In full and without deviation, reproduce the records that follow.
INPUT MATERIAL Block Start
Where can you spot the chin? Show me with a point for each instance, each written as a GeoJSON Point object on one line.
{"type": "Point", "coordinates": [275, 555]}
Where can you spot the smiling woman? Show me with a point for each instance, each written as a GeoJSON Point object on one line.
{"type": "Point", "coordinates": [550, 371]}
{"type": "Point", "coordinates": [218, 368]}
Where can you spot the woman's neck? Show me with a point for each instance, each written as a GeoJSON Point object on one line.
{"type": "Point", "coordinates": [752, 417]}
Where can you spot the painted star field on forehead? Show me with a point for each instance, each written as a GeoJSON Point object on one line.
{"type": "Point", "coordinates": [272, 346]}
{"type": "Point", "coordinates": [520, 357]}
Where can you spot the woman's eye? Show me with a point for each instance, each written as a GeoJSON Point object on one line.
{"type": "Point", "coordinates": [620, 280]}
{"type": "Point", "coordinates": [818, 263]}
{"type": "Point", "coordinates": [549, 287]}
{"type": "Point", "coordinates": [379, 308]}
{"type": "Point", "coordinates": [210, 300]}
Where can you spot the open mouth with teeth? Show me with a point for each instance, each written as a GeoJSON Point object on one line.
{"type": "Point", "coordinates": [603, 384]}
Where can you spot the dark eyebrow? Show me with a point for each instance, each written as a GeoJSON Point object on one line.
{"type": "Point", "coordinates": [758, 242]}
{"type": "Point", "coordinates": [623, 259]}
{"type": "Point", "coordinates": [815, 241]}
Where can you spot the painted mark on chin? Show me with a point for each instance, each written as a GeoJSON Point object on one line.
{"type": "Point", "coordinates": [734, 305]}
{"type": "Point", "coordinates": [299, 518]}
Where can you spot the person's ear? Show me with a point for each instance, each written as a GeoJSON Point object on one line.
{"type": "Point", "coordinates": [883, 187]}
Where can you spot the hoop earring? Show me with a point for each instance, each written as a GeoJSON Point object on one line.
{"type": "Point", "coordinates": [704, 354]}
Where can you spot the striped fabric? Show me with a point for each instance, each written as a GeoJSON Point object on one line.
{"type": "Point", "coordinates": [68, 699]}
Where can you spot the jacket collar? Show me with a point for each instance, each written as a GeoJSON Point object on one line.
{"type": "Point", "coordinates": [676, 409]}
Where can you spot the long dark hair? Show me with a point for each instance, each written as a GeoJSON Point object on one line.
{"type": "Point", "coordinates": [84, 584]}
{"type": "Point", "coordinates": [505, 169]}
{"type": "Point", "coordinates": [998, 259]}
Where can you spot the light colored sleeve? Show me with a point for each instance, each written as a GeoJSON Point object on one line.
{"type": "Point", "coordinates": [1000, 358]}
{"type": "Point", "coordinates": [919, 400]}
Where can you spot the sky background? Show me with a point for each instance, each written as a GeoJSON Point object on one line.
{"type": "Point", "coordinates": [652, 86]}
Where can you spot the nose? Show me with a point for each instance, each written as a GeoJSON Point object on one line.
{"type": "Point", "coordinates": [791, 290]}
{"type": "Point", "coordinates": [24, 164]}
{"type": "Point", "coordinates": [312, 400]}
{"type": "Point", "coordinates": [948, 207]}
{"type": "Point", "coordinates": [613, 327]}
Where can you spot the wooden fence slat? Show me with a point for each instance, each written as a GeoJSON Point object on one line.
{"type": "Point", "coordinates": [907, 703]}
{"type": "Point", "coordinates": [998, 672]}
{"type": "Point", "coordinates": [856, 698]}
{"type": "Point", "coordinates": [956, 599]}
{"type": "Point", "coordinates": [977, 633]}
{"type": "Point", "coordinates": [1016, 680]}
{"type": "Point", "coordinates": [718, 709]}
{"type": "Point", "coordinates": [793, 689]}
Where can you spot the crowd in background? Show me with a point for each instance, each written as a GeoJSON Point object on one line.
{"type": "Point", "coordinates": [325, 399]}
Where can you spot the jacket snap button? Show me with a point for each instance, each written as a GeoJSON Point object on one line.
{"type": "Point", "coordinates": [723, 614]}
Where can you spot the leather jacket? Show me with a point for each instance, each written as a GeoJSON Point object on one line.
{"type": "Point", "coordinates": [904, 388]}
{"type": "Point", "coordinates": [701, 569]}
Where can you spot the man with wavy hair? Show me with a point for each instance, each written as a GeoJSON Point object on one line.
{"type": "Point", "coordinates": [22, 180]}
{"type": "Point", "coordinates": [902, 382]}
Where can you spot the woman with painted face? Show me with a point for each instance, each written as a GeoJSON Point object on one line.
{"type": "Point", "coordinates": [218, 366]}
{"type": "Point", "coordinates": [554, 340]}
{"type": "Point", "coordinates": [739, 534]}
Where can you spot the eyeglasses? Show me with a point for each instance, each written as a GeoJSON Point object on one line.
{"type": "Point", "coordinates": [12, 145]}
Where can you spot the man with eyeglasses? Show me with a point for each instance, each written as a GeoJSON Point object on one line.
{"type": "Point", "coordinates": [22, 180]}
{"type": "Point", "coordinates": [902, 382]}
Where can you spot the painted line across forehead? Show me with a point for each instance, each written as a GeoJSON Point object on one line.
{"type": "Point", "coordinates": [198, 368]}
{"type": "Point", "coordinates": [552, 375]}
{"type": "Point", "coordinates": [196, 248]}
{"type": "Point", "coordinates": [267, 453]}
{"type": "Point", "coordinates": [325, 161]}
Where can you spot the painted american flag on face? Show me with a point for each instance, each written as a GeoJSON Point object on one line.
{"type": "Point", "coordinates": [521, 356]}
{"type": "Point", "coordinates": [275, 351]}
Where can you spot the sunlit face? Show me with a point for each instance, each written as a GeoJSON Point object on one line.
INPUT MATERIAL Block End
TASK OUTPUT -
Where can you spot the chin? Show me with a point for each instance, each written as a GeoJSON Point object on one line.
{"type": "Point", "coordinates": [275, 555]}
Where can you spot the smiling woman? Show me with a point for each instance, each written as a GeoJSON Point object on one line.
{"type": "Point", "coordinates": [550, 371]}
{"type": "Point", "coordinates": [218, 368]}
Where can you spot the woman's neck? Show me with a point for each instance, each written as a GeoJSON Point object on one line.
{"type": "Point", "coordinates": [752, 417]}
Where can you spot the painted star field on forehead? Show me with a point for each instance, each written as a GeoJSON Point object on one line.
{"type": "Point", "coordinates": [272, 346]}
{"type": "Point", "coordinates": [520, 357]}
Where can you spot the woman's eye? Show me with a point for each instance, each written as a GeoJSON Point object on one line.
{"type": "Point", "coordinates": [620, 280]}
{"type": "Point", "coordinates": [818, 263]}
{"type": "Point", "coordinates": [549, 287]}
{"type": "Point", "coordinates": [379, 308]}
{"type": "Point", "coordinates": [210, 300]}
Where can you spot the open mouth with teeth? Show me with a point for each instance, each written as a GeoJSON Point object on one line.
{"type": "Point", "coordinates": [603, 384]}
Where can you spot the dark eyebrow? Show me with a point for each instance, each written as a GeoJSON Point object on one line.
{"type": "Point", "coordinates": [758, 242]}
{"type": "Point", "coordinates": [623, 259]}
{"type": "Point", "coordinates": [815, 241]}
Where can you spot the painted mark on chin? Show me with a point for each instance, each written as a GeoJSON Point object on one line.
{"type": "Point", "coordinates": [734, 305]}
{"type": "Point", "coordinates": [299, 518]}
Where can you spot the person's ear? Show me with a point for each instance, each written as a GeoJSON Point object on one line.
{"type": "Point", "coordinates": [883, 187]}
Where can you spot the hoop earring? Show me with a point for each instance, each written as a GeoJSON Point object on one line.
{"type": "Point", "coordinates": [704, 354]}
Where can you spot the striped fabric? Show me with a point for each instance, each written as a GeoJSON Point object on one line.
{"type": "Point", "coordinates": [68, 699]}
Where can you spot the jacket collar? Show me with a point for each instance, each written as a GeoJSON Point object on one line.
{"type": "Point", "coordinates": [676, 409]}
Where can you spot the long dark hair? Show me with a point for each instance, each written as a GeoJSON Point object on one line.
{"type": "Point", "coordinates": [84, 584]}
{"type": "Point", "coordinates": [505, 169]}
{"type": "Point", "coordinates": [998, 259]}
Where can you spot the light colored sleeve? Show me with a point for each instance, each written as a GeoJSON Point object on one line.
{"type": "Point", "coordinates": [1000, 358]}
{"type": "Point", "coordinates": [919, 400]}
Where can you spot the sky background? Show me with a point for each instance, each written as a GeoJSON Point object on one line.
{"type": "Point", "coordinates": [652, 86]}
Where can you spot the nose? Show me with a point for each instance, each written as a GeoJSON Point object on one line.
{"type": "Point", "coordinates": [791, 290]}
{"type": "Point", "coordinates": [24, 164]}
{"type": "Point", "coordinates": [312, 400]}
{"type": "Point", "coordinates": [948, 207]}
{"type": "Point", "coordinates": [613, 327]}
Where can you spot the wooden fence slat? Show me with a point for each instance, each written as a GeoJSON Point object on one line.
{"type": "Point", "coordinates": [907, 703]}
{"type": "Point", "coordinates": [998, 672]}
{"type": "Point", "coordinates": [856, 698]}
{"type": "Point", "coordinates": [956, 599]}
{"type": "Point", "coordinates": [977, 633]}
{"type": "Point", "coordinates": [1016, 680]}
{"type": "Point", "coordinates": [718, 709]}
{"type": "Point", "coordinates": [793, 689]}
Where can you spot the crowd in background? Show me with a point for each instance, each written as a GeoJSON Point object on one line.
{"type": "Point", "coordinates": [325, 399]}
Where can you spot the jacket snap button? Show me with a point for each instance, each written as a GeoJSON Point object on one line.
{"type": "Point", "coordinates": [723, 614]}
Where can you spot the leather jacket? Show me with a point for each instance, each written as a GeoJSON Point object on one line.
{"type": "Point", "coordinates": [904, 388]}
{"type": "Point", "coordinates": [701, 569]}
Where can you spot the man with wavy hair? Show me with a point for each instance, each written as a GeoJSON Point object on one line.
{"type": "Point", "coordinates": [22, 180]}
{"type": "Point", "coordinates": [902, 382]}
Where can you spot the woman with painted face? Show me with a point for each instance, each written as a GeoJSON Point object on one line.
{"type": "Point", "coordinates": [218, 366]}
{"type": "Point", "coordinates": [554, 340]}
{"type": "Point", "coordinates": [739, 534]}
Where can you spot the eyeglasses? Show me with a point for each instance, each written as a GeoJSON Point object on one line.
{"type": "Point", "coordinates": [12, 145]}
Where can you spot the man with eyeglasses? Show me with a point for each instance, each written as a GeoJSON Point object on one line.
{"type": "Point", "coordinates": [22, 180]}
{"type": "Point", "coordinates": [902, 382]}
Where can you spot the painted line across forehead? Show me with a point for each instance, each written as a GeoJSON Point object on one line.
{"type": "Point", "coordinates": [198, 368]}
{"type": "Point", "coordinates": [552, 375]}
{"type": "Point", "coordinates": [196, 248]}
{"type": "Point", "coordinates": [267, 453]}
{"type": "Point", "coordinates": [325, 161]}
Where can you spot the painted american flag on face? Show me with a point for each instance, each written as a GeoJSON Point object on one line.
{"type": "Point", "coordinates": [521, 356]}
{"type": "Point", "coordinates": [275, 351]}
Where can you spot the sunlit face? Show me with a point for each instance, each written as a GeoJSON Point object on one line.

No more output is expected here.